_ASSIGNMENT_
Determine the count of lines in the following entries that contain the string "backpack". Write only the number.

_GIVEN DATA_
────────────────
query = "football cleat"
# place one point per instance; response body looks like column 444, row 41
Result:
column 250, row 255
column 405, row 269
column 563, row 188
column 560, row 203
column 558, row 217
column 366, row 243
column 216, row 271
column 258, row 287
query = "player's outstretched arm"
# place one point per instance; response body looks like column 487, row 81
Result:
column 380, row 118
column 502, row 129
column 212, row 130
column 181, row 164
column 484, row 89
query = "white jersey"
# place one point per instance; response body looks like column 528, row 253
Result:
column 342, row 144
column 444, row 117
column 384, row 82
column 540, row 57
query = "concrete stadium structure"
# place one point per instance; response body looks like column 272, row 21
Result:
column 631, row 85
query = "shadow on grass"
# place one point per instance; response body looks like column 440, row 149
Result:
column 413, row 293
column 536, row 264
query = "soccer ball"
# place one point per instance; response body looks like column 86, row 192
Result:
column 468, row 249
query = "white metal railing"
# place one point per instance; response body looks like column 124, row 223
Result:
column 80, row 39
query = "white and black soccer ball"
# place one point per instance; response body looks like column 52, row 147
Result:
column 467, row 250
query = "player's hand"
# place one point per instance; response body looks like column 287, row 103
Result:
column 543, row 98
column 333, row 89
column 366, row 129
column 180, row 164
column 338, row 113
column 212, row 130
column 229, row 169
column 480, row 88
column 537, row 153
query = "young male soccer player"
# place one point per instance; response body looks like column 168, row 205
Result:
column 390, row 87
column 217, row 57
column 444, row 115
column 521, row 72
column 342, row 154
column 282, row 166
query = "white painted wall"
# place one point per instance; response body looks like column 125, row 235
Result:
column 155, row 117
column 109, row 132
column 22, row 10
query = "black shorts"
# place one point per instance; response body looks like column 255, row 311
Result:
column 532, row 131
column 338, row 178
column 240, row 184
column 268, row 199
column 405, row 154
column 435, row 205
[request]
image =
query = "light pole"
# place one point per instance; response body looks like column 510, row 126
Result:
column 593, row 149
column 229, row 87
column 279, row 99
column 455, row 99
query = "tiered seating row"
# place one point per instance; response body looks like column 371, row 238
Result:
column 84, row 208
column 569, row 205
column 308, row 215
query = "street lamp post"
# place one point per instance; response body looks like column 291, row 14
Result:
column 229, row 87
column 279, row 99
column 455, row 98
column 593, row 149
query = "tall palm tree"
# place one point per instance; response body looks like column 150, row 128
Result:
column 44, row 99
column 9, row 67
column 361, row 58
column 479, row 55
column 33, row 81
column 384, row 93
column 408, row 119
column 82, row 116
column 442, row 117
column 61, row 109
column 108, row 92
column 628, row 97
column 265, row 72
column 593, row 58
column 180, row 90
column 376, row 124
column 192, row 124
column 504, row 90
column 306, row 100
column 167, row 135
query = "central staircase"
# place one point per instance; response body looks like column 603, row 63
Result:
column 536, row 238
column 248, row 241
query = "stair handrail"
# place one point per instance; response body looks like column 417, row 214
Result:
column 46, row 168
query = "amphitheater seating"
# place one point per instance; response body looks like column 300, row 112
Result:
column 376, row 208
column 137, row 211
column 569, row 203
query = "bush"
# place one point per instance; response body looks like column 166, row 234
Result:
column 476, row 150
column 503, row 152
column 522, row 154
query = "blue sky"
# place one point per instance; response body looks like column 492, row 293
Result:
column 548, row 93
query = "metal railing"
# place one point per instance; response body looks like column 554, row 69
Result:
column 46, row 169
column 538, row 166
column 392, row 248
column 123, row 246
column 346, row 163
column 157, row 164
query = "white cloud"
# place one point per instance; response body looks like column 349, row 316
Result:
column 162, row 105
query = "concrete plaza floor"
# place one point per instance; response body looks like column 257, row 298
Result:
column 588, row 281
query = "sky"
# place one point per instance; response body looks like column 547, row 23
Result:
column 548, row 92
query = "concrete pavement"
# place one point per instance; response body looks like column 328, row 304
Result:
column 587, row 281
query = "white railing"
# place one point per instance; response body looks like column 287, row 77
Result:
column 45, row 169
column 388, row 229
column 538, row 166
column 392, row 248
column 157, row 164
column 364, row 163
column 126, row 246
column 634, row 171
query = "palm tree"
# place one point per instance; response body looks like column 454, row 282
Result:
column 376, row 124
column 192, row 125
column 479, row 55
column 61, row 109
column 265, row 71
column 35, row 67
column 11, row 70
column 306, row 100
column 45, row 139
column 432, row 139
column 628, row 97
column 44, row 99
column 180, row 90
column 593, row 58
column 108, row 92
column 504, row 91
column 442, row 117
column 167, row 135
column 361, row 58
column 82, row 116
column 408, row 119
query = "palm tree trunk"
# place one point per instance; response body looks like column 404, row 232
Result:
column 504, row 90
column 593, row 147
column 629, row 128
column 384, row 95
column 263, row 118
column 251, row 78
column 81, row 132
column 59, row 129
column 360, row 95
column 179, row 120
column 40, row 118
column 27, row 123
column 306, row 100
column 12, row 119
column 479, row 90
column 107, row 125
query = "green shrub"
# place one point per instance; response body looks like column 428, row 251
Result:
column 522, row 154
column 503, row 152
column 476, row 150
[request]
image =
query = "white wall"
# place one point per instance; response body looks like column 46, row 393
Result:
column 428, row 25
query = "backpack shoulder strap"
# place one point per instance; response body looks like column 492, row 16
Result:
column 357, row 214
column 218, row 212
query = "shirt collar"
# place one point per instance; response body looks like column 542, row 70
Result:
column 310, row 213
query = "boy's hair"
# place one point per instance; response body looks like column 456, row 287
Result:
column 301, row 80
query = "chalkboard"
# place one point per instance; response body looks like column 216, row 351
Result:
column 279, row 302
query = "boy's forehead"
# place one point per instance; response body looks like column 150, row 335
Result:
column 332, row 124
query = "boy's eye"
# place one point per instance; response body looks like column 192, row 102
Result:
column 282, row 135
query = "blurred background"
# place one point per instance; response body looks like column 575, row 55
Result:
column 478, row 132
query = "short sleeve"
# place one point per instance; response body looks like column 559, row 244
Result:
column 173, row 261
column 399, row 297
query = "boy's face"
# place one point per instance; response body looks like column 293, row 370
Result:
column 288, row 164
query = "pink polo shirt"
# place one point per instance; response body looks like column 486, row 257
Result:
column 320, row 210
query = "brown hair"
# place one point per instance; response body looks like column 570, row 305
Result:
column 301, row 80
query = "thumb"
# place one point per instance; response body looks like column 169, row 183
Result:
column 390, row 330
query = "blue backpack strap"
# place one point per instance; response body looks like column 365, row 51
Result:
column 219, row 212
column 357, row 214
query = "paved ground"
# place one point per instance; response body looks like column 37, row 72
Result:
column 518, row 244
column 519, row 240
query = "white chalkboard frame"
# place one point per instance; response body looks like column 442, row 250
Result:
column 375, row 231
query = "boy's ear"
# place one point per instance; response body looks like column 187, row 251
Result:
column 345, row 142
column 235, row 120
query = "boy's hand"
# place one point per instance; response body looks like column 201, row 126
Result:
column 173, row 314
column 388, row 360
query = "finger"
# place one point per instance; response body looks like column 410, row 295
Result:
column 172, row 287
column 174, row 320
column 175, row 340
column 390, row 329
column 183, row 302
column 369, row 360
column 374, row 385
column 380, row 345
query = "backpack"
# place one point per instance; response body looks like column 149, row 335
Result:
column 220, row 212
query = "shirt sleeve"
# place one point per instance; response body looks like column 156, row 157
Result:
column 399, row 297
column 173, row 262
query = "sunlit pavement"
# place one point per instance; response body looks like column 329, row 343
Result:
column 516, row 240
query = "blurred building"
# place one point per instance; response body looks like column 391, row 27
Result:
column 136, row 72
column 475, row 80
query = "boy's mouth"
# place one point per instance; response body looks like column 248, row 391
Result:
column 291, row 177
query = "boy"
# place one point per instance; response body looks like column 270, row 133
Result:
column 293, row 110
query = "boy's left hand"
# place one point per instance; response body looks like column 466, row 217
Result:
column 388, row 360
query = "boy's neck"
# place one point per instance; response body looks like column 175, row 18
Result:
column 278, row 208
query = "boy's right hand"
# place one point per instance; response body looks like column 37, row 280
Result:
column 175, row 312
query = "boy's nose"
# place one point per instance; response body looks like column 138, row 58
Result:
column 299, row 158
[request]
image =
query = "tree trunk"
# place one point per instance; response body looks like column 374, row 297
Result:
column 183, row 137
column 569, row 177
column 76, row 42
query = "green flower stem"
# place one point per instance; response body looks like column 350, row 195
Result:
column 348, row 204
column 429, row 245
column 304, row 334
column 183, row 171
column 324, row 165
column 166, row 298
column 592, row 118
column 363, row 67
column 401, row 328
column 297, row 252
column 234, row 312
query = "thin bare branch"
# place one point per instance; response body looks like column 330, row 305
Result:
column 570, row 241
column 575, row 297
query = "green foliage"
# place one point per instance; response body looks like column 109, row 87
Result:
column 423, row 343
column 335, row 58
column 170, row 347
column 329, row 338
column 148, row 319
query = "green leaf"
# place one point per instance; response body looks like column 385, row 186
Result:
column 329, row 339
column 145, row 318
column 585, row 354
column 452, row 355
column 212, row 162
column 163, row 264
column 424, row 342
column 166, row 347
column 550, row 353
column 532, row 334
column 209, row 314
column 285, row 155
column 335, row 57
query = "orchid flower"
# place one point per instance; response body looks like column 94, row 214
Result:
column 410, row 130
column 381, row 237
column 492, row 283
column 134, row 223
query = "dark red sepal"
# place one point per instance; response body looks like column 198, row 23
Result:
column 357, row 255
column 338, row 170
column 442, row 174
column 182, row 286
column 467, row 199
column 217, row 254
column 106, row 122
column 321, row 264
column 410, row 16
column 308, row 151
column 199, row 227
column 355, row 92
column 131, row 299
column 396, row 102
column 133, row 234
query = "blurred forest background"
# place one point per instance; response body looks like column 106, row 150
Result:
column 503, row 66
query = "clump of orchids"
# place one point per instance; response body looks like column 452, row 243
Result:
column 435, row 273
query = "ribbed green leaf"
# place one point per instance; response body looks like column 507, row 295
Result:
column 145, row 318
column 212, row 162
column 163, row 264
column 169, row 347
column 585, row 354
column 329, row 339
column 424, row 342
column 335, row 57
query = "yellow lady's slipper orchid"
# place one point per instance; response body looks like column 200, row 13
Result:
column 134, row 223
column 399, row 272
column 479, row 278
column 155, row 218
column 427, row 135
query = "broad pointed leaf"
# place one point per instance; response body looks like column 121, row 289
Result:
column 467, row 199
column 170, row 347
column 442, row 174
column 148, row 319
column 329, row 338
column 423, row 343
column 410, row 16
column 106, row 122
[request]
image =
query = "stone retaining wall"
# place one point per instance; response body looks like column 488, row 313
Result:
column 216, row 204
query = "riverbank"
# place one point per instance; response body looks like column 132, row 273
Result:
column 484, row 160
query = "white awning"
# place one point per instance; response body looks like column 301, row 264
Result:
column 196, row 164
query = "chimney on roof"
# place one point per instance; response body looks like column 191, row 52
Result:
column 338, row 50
────────────────
_OUTPUT FOR THIS EXERCISE_
3